DATA SHOWN:

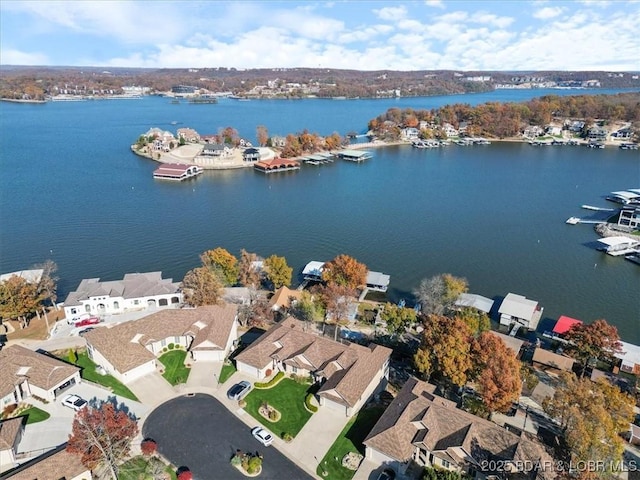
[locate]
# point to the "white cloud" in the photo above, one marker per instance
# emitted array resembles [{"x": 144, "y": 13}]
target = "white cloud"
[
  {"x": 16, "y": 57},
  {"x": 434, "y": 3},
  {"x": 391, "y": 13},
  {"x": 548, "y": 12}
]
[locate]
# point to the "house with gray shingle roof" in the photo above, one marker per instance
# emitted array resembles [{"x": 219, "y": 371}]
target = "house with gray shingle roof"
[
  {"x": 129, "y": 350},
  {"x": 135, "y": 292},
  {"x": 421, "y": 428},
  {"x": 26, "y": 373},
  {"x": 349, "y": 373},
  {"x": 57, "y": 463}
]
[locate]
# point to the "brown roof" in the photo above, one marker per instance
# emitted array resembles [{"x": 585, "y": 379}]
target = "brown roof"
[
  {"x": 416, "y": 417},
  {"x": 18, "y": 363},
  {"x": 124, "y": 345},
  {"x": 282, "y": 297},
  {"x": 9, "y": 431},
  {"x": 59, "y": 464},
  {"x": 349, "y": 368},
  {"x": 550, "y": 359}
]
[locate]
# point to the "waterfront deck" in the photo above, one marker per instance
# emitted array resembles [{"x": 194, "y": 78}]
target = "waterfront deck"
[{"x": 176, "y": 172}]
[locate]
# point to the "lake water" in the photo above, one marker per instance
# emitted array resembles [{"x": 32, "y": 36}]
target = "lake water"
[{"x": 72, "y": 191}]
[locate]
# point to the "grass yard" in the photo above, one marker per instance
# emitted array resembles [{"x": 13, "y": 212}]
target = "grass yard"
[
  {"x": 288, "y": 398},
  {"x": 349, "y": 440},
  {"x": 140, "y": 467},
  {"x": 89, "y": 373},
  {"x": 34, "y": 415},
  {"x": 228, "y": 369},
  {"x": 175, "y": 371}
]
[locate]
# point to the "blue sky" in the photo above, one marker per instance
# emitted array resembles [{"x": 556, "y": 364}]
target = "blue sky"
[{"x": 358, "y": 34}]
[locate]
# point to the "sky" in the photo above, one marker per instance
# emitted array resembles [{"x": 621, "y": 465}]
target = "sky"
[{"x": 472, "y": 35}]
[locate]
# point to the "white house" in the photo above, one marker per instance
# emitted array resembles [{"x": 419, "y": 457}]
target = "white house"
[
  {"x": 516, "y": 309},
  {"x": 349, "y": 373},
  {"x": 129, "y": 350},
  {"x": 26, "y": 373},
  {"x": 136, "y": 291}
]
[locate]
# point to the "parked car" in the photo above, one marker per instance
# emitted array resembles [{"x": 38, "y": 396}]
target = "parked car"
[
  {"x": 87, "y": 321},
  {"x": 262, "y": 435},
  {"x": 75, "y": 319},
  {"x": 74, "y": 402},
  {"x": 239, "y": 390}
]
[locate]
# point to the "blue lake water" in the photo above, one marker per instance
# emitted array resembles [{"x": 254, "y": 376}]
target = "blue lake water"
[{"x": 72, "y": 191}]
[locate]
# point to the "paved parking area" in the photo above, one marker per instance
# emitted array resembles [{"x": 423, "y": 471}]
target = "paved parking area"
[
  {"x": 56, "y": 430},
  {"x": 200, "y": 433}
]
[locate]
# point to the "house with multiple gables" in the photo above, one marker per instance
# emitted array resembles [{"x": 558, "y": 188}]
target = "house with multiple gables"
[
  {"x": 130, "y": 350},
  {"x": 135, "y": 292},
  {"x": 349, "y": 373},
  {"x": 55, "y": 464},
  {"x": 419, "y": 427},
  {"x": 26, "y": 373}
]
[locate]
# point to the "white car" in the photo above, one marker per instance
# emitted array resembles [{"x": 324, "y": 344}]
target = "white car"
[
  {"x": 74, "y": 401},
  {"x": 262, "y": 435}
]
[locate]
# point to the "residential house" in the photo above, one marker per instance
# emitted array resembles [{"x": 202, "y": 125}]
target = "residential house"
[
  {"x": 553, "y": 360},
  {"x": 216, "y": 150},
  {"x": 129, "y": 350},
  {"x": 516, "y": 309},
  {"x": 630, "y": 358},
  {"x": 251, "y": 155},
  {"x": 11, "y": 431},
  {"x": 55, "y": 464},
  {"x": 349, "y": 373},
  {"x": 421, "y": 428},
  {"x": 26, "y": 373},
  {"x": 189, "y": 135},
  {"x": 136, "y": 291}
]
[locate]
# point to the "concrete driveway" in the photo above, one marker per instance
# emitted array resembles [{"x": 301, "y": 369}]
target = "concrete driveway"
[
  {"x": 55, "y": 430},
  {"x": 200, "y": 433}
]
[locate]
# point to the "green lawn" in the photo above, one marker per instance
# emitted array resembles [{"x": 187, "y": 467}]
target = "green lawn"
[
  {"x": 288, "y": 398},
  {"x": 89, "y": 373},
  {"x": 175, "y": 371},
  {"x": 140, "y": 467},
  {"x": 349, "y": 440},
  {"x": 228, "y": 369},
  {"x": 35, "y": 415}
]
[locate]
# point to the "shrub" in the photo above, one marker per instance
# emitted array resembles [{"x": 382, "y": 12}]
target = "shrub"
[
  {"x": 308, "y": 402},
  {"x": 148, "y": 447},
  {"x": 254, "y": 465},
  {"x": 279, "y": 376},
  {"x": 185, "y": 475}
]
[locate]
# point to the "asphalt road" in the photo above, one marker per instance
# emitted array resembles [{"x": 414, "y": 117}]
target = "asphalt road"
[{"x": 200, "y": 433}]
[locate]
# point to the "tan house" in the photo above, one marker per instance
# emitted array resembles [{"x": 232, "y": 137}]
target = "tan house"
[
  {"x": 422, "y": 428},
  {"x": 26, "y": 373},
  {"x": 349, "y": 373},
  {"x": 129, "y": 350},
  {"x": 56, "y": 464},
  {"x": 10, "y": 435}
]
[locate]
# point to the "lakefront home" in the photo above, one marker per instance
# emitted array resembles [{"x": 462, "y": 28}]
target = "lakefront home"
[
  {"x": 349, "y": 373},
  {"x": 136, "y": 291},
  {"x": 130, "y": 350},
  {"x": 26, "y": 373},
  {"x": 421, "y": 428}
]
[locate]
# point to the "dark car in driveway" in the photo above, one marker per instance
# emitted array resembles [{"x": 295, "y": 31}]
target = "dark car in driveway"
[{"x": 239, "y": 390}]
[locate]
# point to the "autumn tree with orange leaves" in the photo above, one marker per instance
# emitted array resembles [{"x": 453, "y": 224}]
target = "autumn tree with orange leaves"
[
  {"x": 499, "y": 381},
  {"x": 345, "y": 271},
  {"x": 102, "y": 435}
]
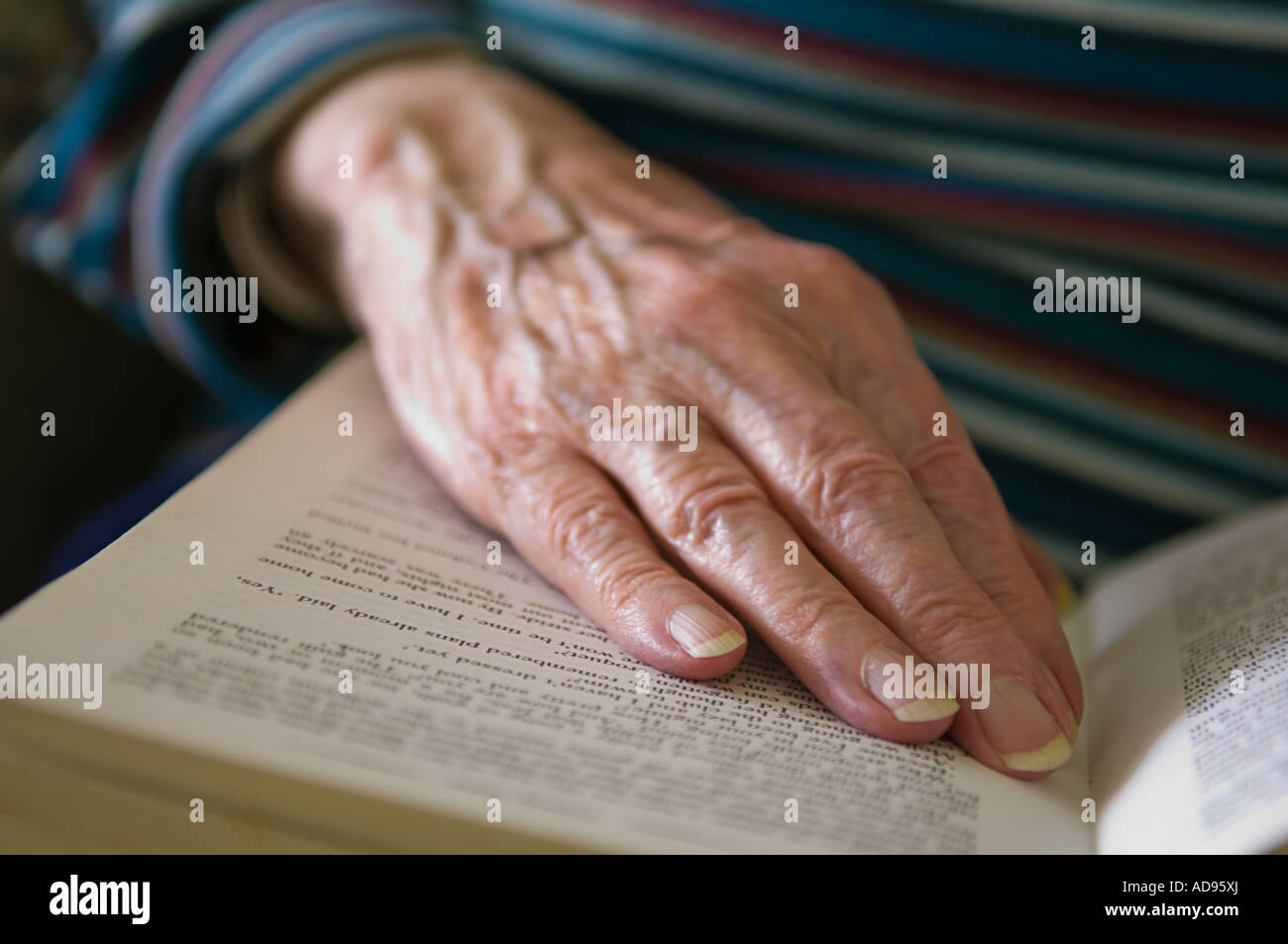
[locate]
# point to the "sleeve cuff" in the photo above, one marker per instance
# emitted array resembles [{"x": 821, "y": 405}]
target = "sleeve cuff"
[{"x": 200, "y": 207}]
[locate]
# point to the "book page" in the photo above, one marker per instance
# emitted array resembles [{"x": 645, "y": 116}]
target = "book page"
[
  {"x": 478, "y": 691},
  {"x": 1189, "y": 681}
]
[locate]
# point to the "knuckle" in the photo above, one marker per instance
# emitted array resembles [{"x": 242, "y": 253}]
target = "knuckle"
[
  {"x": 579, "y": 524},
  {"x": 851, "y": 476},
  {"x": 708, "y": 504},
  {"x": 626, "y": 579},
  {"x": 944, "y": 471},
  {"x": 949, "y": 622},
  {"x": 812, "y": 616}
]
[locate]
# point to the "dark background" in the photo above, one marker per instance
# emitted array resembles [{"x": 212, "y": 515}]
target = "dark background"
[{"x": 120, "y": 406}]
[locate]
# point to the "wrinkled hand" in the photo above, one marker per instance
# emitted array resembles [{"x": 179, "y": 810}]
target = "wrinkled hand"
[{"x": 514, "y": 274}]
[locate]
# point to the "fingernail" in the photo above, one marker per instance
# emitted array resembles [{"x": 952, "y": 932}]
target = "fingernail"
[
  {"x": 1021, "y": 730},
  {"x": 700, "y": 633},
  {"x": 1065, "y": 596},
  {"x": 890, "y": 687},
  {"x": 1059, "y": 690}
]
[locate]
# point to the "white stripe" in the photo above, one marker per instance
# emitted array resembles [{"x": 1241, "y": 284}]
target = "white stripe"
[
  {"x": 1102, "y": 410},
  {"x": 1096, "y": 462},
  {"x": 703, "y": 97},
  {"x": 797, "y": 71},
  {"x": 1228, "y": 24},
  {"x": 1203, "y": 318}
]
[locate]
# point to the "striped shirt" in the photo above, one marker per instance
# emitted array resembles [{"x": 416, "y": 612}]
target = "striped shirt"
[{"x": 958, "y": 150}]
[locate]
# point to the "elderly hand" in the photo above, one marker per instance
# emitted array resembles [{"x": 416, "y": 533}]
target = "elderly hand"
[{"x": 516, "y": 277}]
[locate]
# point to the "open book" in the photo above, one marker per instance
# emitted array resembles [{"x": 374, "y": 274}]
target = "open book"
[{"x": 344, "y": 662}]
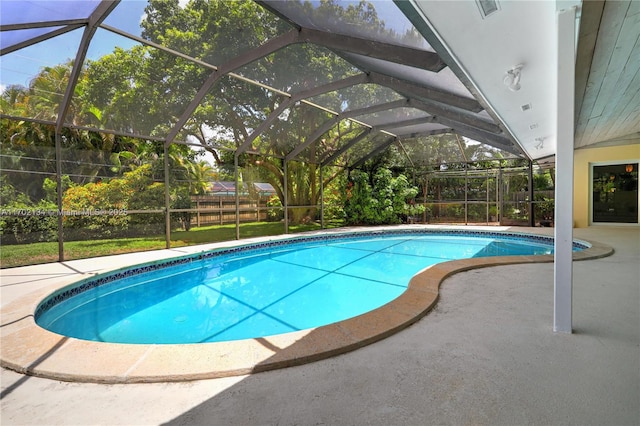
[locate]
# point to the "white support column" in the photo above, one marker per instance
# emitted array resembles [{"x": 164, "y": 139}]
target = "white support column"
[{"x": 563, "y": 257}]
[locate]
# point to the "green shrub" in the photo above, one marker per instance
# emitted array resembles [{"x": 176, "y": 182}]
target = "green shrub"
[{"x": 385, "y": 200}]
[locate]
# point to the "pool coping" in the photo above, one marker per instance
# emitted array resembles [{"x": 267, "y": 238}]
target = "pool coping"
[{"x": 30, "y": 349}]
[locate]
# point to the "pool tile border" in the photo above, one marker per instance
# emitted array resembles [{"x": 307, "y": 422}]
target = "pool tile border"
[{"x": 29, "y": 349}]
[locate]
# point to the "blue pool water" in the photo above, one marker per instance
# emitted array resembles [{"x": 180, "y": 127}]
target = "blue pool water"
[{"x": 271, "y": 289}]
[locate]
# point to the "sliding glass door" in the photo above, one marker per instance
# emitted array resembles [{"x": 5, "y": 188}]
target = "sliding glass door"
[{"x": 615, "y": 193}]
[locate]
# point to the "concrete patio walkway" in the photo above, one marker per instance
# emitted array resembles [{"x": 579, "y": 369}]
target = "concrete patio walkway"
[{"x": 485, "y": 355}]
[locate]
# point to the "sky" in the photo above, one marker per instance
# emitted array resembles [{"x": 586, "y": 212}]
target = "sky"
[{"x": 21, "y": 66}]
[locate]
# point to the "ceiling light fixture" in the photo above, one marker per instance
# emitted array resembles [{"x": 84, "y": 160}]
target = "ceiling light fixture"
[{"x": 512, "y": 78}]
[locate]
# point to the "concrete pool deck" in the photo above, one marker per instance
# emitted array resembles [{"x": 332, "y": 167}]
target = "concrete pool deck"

SET TASK: Gather every line of the records above that contains the string "walkway" and copy each one out in full. Match case, so a line counts only when its capitalization is identical.

RIGHT ANSWER:
# point to the "concrete patio walkway" in the photo above, one marker per instance
target = "concrete patio walkway"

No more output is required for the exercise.